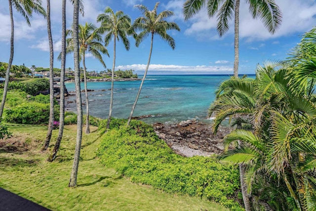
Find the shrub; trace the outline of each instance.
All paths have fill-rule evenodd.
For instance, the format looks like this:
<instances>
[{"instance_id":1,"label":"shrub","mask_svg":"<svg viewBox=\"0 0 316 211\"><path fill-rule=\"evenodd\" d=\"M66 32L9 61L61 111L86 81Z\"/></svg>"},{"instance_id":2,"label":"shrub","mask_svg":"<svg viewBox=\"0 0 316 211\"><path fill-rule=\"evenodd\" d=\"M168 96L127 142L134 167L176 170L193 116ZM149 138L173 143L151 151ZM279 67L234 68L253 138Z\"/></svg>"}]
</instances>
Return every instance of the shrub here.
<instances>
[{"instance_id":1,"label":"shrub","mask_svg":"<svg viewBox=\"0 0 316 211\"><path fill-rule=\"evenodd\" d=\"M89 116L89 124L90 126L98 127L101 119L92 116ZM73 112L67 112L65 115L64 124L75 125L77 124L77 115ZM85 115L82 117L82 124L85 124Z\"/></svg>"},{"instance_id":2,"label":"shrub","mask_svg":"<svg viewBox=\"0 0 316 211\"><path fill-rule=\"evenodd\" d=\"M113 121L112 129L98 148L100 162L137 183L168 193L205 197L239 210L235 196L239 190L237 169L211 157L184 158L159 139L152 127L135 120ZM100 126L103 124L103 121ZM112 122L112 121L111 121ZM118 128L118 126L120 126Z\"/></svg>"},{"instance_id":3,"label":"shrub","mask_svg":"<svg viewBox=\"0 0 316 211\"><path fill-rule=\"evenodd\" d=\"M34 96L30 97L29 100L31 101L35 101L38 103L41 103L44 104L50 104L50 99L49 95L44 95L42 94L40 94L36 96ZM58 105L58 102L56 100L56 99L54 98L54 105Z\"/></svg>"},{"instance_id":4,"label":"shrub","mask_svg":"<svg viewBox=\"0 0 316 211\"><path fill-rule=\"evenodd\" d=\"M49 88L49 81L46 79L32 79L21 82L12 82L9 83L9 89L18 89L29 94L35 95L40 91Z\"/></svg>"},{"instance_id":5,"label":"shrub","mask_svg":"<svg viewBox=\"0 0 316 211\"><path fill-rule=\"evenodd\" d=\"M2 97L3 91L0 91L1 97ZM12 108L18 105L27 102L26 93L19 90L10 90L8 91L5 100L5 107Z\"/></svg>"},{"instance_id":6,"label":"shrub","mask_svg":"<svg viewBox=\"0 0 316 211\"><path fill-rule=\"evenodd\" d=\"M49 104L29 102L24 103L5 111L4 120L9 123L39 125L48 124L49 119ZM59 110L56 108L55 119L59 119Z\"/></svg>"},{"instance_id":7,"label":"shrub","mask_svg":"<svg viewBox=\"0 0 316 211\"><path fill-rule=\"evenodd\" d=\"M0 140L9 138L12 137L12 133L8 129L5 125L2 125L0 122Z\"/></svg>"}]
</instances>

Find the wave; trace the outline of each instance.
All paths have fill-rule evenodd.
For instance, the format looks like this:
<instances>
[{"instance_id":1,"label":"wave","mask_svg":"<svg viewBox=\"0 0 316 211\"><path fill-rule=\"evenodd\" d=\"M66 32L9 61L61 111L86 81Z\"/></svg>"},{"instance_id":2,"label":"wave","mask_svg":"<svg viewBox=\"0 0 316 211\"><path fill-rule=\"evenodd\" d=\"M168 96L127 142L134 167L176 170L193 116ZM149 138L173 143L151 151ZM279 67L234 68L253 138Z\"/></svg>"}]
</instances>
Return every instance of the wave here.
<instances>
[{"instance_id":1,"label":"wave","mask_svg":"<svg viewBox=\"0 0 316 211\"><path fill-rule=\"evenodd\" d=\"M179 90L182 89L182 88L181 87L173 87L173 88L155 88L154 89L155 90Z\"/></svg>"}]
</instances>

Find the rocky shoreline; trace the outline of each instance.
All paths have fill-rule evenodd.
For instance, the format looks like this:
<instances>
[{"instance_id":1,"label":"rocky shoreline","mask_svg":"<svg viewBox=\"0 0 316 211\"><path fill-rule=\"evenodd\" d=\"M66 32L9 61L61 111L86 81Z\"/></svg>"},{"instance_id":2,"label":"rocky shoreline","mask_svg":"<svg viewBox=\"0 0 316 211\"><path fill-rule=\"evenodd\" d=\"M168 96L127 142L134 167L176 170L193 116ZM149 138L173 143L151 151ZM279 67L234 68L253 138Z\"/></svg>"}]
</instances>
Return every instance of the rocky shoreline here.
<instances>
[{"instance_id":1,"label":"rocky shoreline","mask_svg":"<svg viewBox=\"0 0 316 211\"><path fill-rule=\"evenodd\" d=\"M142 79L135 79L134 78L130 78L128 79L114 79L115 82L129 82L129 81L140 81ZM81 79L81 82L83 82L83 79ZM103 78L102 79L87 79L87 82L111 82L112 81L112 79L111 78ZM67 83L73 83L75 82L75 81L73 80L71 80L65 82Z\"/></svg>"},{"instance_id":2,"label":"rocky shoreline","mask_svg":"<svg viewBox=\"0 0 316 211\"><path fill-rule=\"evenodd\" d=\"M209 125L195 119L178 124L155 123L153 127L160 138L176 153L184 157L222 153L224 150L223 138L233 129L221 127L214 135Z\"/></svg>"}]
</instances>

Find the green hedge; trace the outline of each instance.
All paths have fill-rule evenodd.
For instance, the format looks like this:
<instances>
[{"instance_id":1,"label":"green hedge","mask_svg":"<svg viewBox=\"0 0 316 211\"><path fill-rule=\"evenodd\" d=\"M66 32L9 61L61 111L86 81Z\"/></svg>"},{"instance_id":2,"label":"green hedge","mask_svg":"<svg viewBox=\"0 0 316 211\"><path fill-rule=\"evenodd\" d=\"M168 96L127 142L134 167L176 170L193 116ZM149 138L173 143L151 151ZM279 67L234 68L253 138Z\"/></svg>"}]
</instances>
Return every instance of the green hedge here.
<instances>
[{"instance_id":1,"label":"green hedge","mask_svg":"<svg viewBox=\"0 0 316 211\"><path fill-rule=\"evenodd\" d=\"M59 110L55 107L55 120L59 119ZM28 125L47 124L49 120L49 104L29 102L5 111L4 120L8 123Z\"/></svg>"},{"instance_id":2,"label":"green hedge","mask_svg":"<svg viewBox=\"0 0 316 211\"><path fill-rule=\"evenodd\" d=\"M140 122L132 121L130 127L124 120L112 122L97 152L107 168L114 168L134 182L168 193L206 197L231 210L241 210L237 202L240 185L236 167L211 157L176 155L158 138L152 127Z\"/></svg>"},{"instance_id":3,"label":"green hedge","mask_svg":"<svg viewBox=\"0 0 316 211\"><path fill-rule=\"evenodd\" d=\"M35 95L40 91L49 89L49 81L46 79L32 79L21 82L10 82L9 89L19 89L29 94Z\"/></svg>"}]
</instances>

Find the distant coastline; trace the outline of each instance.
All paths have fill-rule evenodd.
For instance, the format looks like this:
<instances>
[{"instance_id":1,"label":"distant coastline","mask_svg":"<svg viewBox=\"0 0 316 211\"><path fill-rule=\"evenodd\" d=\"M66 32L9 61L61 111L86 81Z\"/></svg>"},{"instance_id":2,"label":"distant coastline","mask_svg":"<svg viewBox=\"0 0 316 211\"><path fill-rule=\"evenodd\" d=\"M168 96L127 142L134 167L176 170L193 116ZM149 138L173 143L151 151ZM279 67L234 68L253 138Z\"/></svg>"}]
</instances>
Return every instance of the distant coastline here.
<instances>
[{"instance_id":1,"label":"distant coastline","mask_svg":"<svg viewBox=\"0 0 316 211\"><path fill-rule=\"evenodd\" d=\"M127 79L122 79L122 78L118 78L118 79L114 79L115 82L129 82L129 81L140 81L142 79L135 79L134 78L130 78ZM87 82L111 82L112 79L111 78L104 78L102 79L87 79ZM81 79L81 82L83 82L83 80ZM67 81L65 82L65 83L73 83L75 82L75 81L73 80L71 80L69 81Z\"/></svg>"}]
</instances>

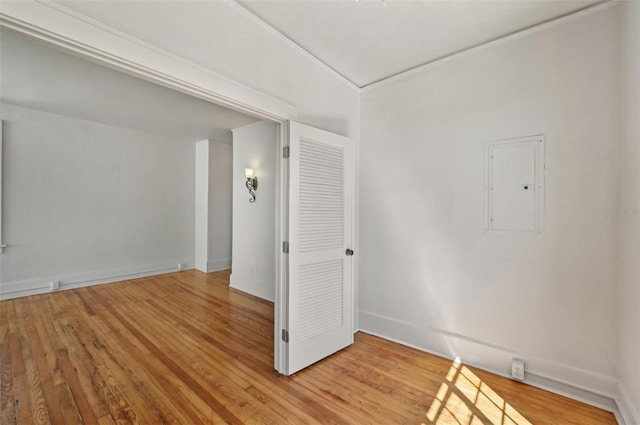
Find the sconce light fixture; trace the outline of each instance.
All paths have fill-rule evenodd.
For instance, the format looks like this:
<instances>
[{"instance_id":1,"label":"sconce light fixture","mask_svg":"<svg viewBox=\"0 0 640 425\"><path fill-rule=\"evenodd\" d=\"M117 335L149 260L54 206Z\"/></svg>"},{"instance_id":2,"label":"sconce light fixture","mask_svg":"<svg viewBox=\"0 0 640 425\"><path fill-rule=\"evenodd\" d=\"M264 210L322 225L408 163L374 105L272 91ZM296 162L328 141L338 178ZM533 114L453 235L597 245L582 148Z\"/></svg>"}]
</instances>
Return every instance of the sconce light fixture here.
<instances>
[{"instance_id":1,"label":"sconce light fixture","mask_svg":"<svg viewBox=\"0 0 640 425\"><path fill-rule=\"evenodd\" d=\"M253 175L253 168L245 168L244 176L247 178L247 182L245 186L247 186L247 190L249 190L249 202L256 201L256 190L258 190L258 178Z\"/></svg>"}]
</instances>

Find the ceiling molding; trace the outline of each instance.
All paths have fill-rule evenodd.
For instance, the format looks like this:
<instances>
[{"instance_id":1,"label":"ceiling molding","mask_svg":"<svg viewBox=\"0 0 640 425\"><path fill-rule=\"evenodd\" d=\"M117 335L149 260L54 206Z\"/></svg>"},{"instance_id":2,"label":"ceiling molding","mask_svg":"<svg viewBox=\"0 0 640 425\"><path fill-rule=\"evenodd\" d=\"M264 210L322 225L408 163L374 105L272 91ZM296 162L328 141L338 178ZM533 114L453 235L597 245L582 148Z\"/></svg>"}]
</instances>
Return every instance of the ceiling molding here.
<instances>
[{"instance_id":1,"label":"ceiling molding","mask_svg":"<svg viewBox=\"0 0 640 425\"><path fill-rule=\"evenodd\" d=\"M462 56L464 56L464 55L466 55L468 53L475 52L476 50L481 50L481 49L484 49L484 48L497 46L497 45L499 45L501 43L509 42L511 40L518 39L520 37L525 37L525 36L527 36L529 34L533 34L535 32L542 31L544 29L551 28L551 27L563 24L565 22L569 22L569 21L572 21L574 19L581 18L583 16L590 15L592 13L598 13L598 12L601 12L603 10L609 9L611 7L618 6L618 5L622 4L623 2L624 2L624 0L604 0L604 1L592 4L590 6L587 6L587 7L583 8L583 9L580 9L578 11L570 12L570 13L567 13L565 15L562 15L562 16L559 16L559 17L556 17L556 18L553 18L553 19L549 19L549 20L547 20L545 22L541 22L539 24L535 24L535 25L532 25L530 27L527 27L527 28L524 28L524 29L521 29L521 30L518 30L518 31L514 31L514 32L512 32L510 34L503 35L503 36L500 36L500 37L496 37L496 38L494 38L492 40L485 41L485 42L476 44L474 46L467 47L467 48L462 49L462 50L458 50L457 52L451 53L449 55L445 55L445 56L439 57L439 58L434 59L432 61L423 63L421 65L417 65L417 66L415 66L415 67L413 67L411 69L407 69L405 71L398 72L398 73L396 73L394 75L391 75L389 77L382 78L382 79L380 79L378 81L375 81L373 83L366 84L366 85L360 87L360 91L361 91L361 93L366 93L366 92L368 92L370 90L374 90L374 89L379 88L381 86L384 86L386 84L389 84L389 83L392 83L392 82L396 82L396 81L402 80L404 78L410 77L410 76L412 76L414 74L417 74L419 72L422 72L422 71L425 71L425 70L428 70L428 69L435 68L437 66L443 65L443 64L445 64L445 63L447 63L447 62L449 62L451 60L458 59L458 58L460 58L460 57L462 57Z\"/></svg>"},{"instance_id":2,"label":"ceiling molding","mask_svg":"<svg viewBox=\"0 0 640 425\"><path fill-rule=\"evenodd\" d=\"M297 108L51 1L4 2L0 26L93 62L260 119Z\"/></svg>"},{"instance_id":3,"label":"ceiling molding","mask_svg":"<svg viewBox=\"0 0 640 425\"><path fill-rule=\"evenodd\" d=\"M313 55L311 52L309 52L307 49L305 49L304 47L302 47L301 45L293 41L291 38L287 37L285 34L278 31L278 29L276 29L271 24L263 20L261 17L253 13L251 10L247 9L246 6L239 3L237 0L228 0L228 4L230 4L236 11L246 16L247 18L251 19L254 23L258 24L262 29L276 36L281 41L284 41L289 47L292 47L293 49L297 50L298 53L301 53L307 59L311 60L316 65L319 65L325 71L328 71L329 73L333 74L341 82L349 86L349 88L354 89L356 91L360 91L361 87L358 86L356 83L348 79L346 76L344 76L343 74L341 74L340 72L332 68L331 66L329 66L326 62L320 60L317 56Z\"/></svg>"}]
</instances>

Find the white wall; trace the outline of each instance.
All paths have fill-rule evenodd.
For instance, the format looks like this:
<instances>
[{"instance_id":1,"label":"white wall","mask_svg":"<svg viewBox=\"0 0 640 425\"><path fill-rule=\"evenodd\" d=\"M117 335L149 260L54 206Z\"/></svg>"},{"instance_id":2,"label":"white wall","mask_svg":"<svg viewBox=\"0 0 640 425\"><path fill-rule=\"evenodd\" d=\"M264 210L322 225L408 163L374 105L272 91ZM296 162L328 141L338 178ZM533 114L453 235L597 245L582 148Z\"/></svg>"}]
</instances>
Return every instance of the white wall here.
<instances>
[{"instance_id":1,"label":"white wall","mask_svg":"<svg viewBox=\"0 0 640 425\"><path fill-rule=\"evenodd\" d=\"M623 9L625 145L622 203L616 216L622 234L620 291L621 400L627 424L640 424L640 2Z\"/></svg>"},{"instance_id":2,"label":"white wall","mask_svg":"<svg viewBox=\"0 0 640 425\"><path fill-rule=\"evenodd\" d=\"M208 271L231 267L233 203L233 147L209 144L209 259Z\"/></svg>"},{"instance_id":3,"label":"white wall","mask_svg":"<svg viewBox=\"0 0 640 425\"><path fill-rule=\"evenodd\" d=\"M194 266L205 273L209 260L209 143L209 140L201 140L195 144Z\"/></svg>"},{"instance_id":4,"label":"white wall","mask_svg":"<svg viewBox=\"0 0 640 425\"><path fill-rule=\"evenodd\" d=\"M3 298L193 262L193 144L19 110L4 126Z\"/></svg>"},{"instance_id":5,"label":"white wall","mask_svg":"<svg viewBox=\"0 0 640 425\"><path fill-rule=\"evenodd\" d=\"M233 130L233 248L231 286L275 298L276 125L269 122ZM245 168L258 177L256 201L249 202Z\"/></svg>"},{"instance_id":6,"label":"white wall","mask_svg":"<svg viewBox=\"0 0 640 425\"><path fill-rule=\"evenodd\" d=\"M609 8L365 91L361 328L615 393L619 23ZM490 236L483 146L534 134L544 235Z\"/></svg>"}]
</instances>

- - - -

Extract each line above that contains the word "here", copying every such line in full.

## SOLUTION TO THE EXERCISE
Return every instance of the shrub here.
Return every instance of the wave here.
Return every instance of the rocky shoreline here.
Return every instance of the green hedge here.
Return every instance of the distant coastline here.
Return every instance of the sconce light fixture here.
Return every instance of the ceiling molding here.
Return every instance of the white wall here.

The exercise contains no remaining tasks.